### TASK GOAL
What you return must match the records below character for character, except that no picture appears.

Free-text object descriptions
=== Begin Enclosure ===
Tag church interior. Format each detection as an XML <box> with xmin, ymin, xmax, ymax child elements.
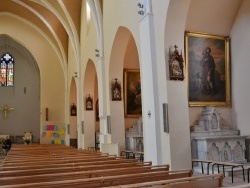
<box><xmin>1</xmin><ymin>0</ymin><xmax>250</xmax><ymax>187</ymax></box>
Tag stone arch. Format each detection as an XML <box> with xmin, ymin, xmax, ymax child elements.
<box><xmin>0</xmin><ymin>35</ymin><xmax>40</xmax><ymax>141</ymax></box>
<box><xmin>83</xmin><ymin>59</ymin><xmax>97</xmax><ymax>149</ymax></box>
<box><xmin>69</xmin><ymin>77</ymin><xmax>77</xmax><ymax>147</ymax></box>
<box><xmin>109</xmin><ymin>26</ymin><xmax>140</xmax><ymax>151</ymax></box>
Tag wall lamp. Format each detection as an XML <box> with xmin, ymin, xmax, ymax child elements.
<box><xmin>95</xmin><ymin>49</ymin><xmax>100</xmax><ymax>57</ymax></box>
<box><xmin>74</xmin><ymin>72</ymin><xmax>78</xmax><ymax>78</ymax></box>
<box><xmin>138</xmin><ymin>3</ymin><xmax>143</xmax><ymax>8</ymax></box>
<box><xmin>138</xmin><ymin>10</ymin><xmax>144</xmax><ymax>15</ymax></box>
<box><xmin>137</xmin><ymin>3</ymin><xmax>144</xmax><ymax>15</ymax></box>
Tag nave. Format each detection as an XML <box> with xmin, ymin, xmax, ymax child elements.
<box><xmin>0</xmin><ymin>144</ymin><xmax>244</xmax><ymax>188</ymax></box>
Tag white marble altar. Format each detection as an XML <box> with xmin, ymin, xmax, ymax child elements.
<box><xmin>191</xmin><ymin>107</ymin><xmax>247</xmax><ymax>163</ymax></box>
<box><xmin>125</xmin><ymin>117</ymin><xmax>144</xmax><ymax>152</ymax></box>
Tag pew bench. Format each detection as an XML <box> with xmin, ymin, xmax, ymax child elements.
<box><xmin>0</xmin><ymin>169</ymin><xmax>193</xmax><ymax>188</ymax></box>
<box><xmin>211</xmin><ymin>161</ymin><xmax>245</xmax><ymax>183</ymax></box>
<box><xmin>104</xmin><ymin>173</ymin><xmax>224</xmax><ymax>188</ymax></box>
<box><xmin>192</xmin><ymin>159</ymin><xmax>213</xmax><ymax>175</ymax></box>
<box><xmin>0</xmin><ymin>165</ymin><xmax>171</xmax><ymax>186</ymax></box>
<box><xmin>120</xmin><ymin>150</ymin><xmax>135</xmax><ymax>159</ymax></box>
<box><xmin>2</xmin><ymin>156</ymin><xmax>124</xmax><ymax>167</ymax></box>
<box><xmin>0</xmin><ymin>161</ymin><xmax>152</xmax><ymax>177</ymax></box>
<box><xmin>120</xmin><ymin>150</ymin><xmax>144</xmax><ymax>162</ymax></box>
<box><xmin>0</xmin><ymin>158</ymin><xmax>140</xmax><ymax>171</ymax></box>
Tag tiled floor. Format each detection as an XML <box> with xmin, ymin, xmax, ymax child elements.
<box><xmin>193</xmin><ymin>166</ymin><xmax>250</xmax><ymax>187</ymax></box>
<box><xmin>223</xmin><ymin>175</ymin><xmax>249</xmax><ymax>187</ymax></box>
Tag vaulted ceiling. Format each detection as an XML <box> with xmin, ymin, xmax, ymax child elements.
<box><xmin>0</xmin><ymin>0</ymin><xmax>83</xmax><ymax>62</ymax></box>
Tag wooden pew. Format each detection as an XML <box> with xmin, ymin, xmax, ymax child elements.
<box><xmin>3</xmin><ymin>152</ymin><xmax>107</xmax><ymax>163</ymax></box>
<box><xmin>211</xmin><ymin>161</ymin><xmax>245</xmax><ymax>183</ymax></box>
<box><xmin>104</xmin><ymin>173</ymin><xmax>224</xmax><ymax>188</ymax></box>
<box><xmin>0</xmin><ymin>165</ymin><xmax>172</xmax><ymax>186</ymax></box>
<box><xmin>0</xmin><ymin>162</ymin><xmax>152</xmax><ymax>177</ymax></box>
<box><xmin>1</xmin><ymin>144</ymin><xmax>196</xmax><ymax>188</ymax></box>
<box><xmin>0</xmin><ymin>158</ymin><xmax>138</xmax><ymax>171</ymax></box>
<box><xmin>0</xmin><ymin>169</ymin><xmax>193</xmax><ymax>188</ymax></box>
<box><xmin>2</xmin><ymin>156</ymin><xmax>125</xmax><ymax>167</ymax></box>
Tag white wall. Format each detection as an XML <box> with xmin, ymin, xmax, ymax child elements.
<box><xmin>164</xmin><ymin>0</ymin><xmax>191</xmax><ymax>169</ymax></box>
<box><xmin>0</xmin><ymin>36</ymin><xmax>40</xmax><ymax>141</ymax></box>
<box><xmin>186</xmin><ymin>0</ymin><xmax>242</xmax><ymax>126</ymax></box>
<box><xmin>0</xmin><ymin>15</ymin><xmax>66</xmax><ymax>144</ymax></box>
<box><xmin>230</xmin><ymin>0</ymin><xmax>250</xmax><ymax>135</ymax></box>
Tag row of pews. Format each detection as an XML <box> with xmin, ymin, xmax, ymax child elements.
<box><xmin>0</xmin><ymin>144</ymin><xmax>224</xmax><ymax>188</ymax></box>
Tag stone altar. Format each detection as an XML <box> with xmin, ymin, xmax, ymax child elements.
<box><xmin>191</xmin><ymin>107</ymin><xmax>247</xmax><ymax>163</ymax></box>
<box><xmin>125</xmin><ymin>117</ymin><xmax>144</xmax><ymax>152</ymax></box>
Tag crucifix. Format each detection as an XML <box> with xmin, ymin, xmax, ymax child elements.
<box><xmin>0</xmin><ymin>104</ymin><xmax>15</xmax><ymax>119</ymax></box>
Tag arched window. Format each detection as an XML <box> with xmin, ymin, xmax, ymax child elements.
<box><xmin>0</xmin><ymin>53</ymin><xmax>14</xmax><ymax>86</ymax></box>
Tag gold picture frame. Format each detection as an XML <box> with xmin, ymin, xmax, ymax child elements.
<box><xmin>185</xmin><ymin>31</ymin><xmax>231</xmax><ymax>106</ymax></box>
<box><xmin>124</xmin><ymin>69</ymin><xmax>142</xmax><ymax>117</ymax></box>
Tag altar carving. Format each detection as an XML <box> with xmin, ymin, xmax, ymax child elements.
<box><xmin>191</xmin><ymin>107</ymin><xmax>247</xmax><ymax>163</ymax></box>
<box><xmin>125</xmin><ymin>117</ymin><xmax>144</xmax><ymax>152</ymax></box>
=== End Enclosure ===
### REPLY TO THE TASK
Tag church interior. Format each detection as an XML <box> with xmin, ymin, xmax, ymax child elements.
<box><xmin>1</xmin><ymin>0</ymin><xmax>250</xmax><ymax>187</ymax></box>
Tag stone arch. Format each detection as an XML <box> with xmin, ymin, xmax, ymax child elements.
<box><xmin>0</xmin><ymin>35</ymin><xmax>40</xmax><ymax>141</ymax></box>
<box><xmin>83</xmin><ymin>59</ymin><xmax>97</xmax><ymax>149</ymax></box>
<box><xmin>69</xmin><ymin>77</ymin><xmax>77</xmax><ymax>147</ymax></box>
<box><xmin>109</xmin><ymin>26</ymin><xmax>140</xmax><ymax>151</ymax></box>
Tag wall lamp. Format each detection as an XML <box> with xmin, ymin, xmax, ymax child elements.
<box><xmin>95</xmin><ymin>49</ymin><xmax>100</xmax><ymax>57</ymax></box>
<box><xmin>74</xmin><ymin>72</ymin><xmax>78</xmax><ymax>78</ymax></box>
<box><xmin>138</xmin><ymin>3</ymin><xmax>143</xmax><ymax>8</ymax></box>
<box><xmin>138</xmin><ymin>10</ymin><xmax>144</xmax><ymax>15</ymax></box>
<box><xmin>137</xmin><ymin>3</ymin><xmax>144</xmax><ymax>15</ymax></box>
Tag nave. Format each detection as an XML <box> with xmin, ymin, xmax, ymax child elements.
<box><xmin>0</xmin><ymin>144</ymin><xmax>244</xmax><ymax>188</ymax></box>
Tag white marble altar. Format each detection as an XML <box> with xmin, ymin, xmax, ymax child elements.
<box><xmin>191</xmin><ymin>107</ymin><xmax>247</xmax><ymax>163</ymax></box>
<box><xmin>125</xmin><ymin>117</ymin><xmax>144</xmax><ymax>152</ymax></box>
Tag pew bench. Format each detection as an XML <box> with xmin, ymin, xmax, ymax child elements.
<box><xmin>0</xmin><ymin>169</ymin><xmax>193</xmax><ymax>188</ymax></box>
<box><xmin>211</xmin><ymin>161</ymin><xmax>245</xmax><ymax>183</ymax></box>
<box><xmin>104</xmin><ymin>173</ymin><xmax>224</xmax><ymax>188</ymax></box>
<box><xmin>192</xmin><ymin>159</ymin><xmax>213</xmax><ymax>175</ymax></box>
<box><xmin>0</xmin><ymin>165</ymin><xmax>171</xmax><ymax>186</ymax></box>
<box><xmin>120</xmin><ymin>150</ymin><xmax>135</xmax><ymax>159</ymax></box>
<box><xmin>2</xmin><ymin>156</ymin><xmax>124</xmax><ymax>167</ymax></box>
<box><xmin>0</xmin><ymin>161</ymin><xmax>152</xmax><ymax>177</ymax></box>
<box><xmin>120</xmin><ymin>150</ymin><xmax>144</xmax><ymax>162</ymax></box>
<box><xmin>0</xmin><ymin>158</ymin><xmax>140</xmax><ymax>171</ymax></box>
Tag tiled floor. Format each detection as an XML <box> with xmin, ymin, xmax, ymax child elements.
<box><xmin>193</xmin><ymin>166</ymin><xmax>250</xmax><ymax>187</ymax></box>
<box><xmin>223</xmin><ymin>175</ymin><xmax>249</xmax><ymax>187</ymax></box>
Tag vaulted ceiling. Format each detection as an XML <box> with xmin, ymin, xmax, ymax child elements.
<box><xmin>0</xmin><ymin>0</ymin><xmax>83</xmax><ymax>62</ymax></box>
Tag wooden pew. Format each detection as an XML <box> with xmin, ymin, xmax, ymax child elements.
<box><xmin>3</xmin><ymin>152</ymin><xmax>107</xmax><ymax>163</ymax></box>
<box><xmin>211</xmin><ymin>161</ymin><xmax>245</xmax><ymax>183</ymax></box>
<box><xmin>104</xmin><ymin>173</ymin><xmax>224</xmax><ymax>188</ymax></box>
<box><xmin>0</xmin><ymin>165</ymin><xmax>172</xmax><ymax>186</ymax></box>
<box><xmin>0</xmin><ymin>162</ymin><xmax>152</xmax><ymax>177</ymax></box>
<box><xmin>1</xmin><ymin>144</ymin><xmax>196</xmax><ymax>188</ymax></box>
<box><xmin>0</xmin><ymin>158</ymin><xmax>138</xmax><ymax>171</ymax></box>
<box><xmin>0</xmin><ymin>169</ymin><xmax>193</xmax><ymax>188</ymax></box>
<box><xmin>2</xmin><ymin>156</ymin><xmax>125</xmax><ymax>167</ymax></box>
Tag white wall. Format each detection as an XML <box> with xmin, ymin, xmax, ymax child elements.
<box><xmin>164</xmin><ymin>0</ymin><xmax>191</xmax><ymax>169</ymax></box>
<box><xmin>0</xmin><ymin>36</ymin><xmax>40</xmax><ymax>141</ymax></box>
<box><xmin>186</xmin><ymin>0</ymin><xmax>242</xmax><ymax>126</ymax></box>
<box><xmin>0</xmin><ymin>15</ymin><xmax>66</xmax><ymax>144</ymax></box>
<box><xmin>230</xmin><ymin>0</ymin><xmax>250</xmax><ymax>135</ymax></box>
Tag row of pews. Format each detection as an XML <box> with xmin, ymin, xmax, ymax child elements.
<box><xmin>0</xmin><ymin>144</ymin><xmax>224</xmax><ymax>188</ymax></box>
Tag stone altar. Format each detection as an XML <box> with xmin, ymin, xmax, ymax child elements.
<box><xmin>191</xmin><ymin>107</ymin><xmax>247</xmax><ymax>163</ymax></box>
<box><xmin>125</xmin><ymin>117</ymin><xmax>144</xmax><ymax>152</ymax></box>
Tag crucifix. Format each detection as an XML <box> with xmin, ymin, xmax, ymax child elements.
<box><xmin>0</xmin><ymin>104</ymin><xmax>15</xmax><ymax>119</ymax></box>
Tag arched window. Format each detection as an XML <box> with xmin, ymin, xmax, ymax child elements.
<box><xmin>0</xmin><ymin>53</ymin><xmax>14</xmax><ymax>86</ymax></box>
Tag gold picture frame. Format each detection as an XML <box> with xmin, ymin, xmax, ymax child elements.
<box><xmin>185</xmin><ymin>31</ymin><xmax>231</xmax><ymax>106</ymax></box>
<box><xmin>124</xmin><ymin>69</ymin><xmax>142</xmax><ymax>117</ymax></box>
Tag altar carving. Format each detection as an XML <box> with xmin, ymin, xmax, ymax child elements.
<box><xmin>191</xmin><ymin>107</ymin><xmax>247</xmax><ymax>163</ymax></box>
<box><xmin>125</xmin><ymin>117</ymin><xmax>144</xmax><ymax>152</ymax></box>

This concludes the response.